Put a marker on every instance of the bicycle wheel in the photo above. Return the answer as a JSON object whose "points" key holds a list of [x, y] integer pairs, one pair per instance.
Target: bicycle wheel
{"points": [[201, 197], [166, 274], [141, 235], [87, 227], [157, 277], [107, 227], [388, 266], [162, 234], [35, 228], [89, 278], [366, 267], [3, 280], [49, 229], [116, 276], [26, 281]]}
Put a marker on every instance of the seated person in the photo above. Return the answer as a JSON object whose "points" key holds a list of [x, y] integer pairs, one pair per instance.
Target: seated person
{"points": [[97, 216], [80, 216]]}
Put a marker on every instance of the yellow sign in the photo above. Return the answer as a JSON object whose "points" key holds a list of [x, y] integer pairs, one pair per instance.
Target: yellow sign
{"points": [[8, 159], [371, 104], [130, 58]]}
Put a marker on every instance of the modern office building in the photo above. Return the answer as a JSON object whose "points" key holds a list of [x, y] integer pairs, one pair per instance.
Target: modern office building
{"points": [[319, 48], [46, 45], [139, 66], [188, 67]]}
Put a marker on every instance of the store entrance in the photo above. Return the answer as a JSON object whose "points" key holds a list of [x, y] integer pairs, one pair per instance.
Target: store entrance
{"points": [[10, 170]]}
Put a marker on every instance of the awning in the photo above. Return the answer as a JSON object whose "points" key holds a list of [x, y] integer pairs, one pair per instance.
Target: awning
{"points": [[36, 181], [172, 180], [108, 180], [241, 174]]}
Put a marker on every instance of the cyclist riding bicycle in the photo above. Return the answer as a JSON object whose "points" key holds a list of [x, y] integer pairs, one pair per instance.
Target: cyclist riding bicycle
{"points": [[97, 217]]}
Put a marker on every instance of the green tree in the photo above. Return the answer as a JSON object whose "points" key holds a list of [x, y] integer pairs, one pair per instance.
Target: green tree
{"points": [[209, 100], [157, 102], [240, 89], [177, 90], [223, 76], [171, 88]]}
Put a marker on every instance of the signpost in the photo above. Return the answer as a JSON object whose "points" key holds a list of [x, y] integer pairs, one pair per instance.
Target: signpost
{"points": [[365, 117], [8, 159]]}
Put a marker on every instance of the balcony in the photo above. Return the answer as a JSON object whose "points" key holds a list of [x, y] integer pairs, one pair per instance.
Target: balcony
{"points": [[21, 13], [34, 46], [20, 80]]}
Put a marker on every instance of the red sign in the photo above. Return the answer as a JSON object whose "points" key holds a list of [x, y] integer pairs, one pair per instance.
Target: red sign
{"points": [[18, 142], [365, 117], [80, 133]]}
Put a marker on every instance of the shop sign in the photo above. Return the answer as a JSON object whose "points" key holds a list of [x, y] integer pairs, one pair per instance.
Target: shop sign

* * * * * * *

• Task to complete:
With nothing added or dropped, reproduce all the data exactly.

• Problem solution:
Put a marker on every instance of the bicycle wheel in the photo above. Return the answer as a JSON object whose "points" key holds a list of [x, y] integer pairs, one pair per instance.
Target: bicycle wheel
{"points": [[201, 197], [166, 274], [141, 235], [87, 227], [157, 277], [107, 227], [388, 266], [162, 234], [35, 228], [89, 278], [366, 267], [3, 280], [49, 229], [116, 276], [26, 281]]}
Put a marker on every instance of the seated person in the photo above. Return the answer as a JSON object whose "points" key holds a list of [x, y] integer pairs, one pair per instance.
Target: seated person
{"points": [[97, 216], [80, 216]]}
Put a marker on every instance of the yellow sign in the photo above. Return the answer as a JSON object whose "points" key holds a list of [x, y] integer pairs, one pair per instance.
Target: yellow sign
{"points": [[8, 159], [371, 104], [130, 58]]}
Put a marker on every instance of the modern office building in the photo above. Return the answer as a JSON object whose "points" key holds a list of [x, y] integer pairs, one pair per instance.
Target: modern office building
{"points": [[319, 48], [46, 45], [139, 66], [188, 67]]}
Put a marker on every instance of the store entrance in the photo above. Return the answer as a JSON object whose "points" key holds a list of [x, y] integer pairs, one pair per instance.
Target: store entrance
{"points": [[10, 170]]}
Put a marker on every instance of the awning in the photo above. Return the answer as a JSON object whose "points" key holds a list of [x, y] integer pairs, one pair per instance.
Target: awning
{"points": [[36, 181], [172, 180], [108, 180], [241, 174]]}
Put a marker on every instance of the cyclist riding bicycle in the photo above. Return the answer as a JSON object whose "points" key holds a list of [x, y] integer pairs, one pair per instance.
Target: cyclist riding bicycle
{"points": [[97, 217]]}
Put a marker on every instance of the green tree in the photo above. Return the answer as a JSON object whose "points" key holds a list of [x, y] integer pairs, one pair per instance.
Target: green tree
{"points": [[209, 100], [157, 102], [240, 89], [177, 90], [223, 76], [171, 88]]}
Put a marker on every instance of the signpost in the photo above. Return the answer as a JSON object whose "points" key holds a list of [x, y] integer pairs, one pair per instance.
Target: signpost
{"points": [[365, 117], [8, 159]]}
Put a marker on every instance of the balcony in the photo above. Return the answer as a JSON object whose "points" key holds a list of [x, y] integer pairs, one pair per instance.
Target: balcony
{"points": [[21, 13], [34, 46], [20, 80]]}
Put a marker on every instance of the red sign in the photo above. Return the answer as a JSON object whose "points" key holds a list of [x, y] integer pairs, one pair per instance.
Target: red sign
{"points": [[18, 142], [365, 117], [80, 133]]}
Put a marker on every instance of the shop sign in the photo above. Return the answer as a JSON object whose "points" key holds a list of [x, y] integer pairs, one pair per instance.
Target: shop sign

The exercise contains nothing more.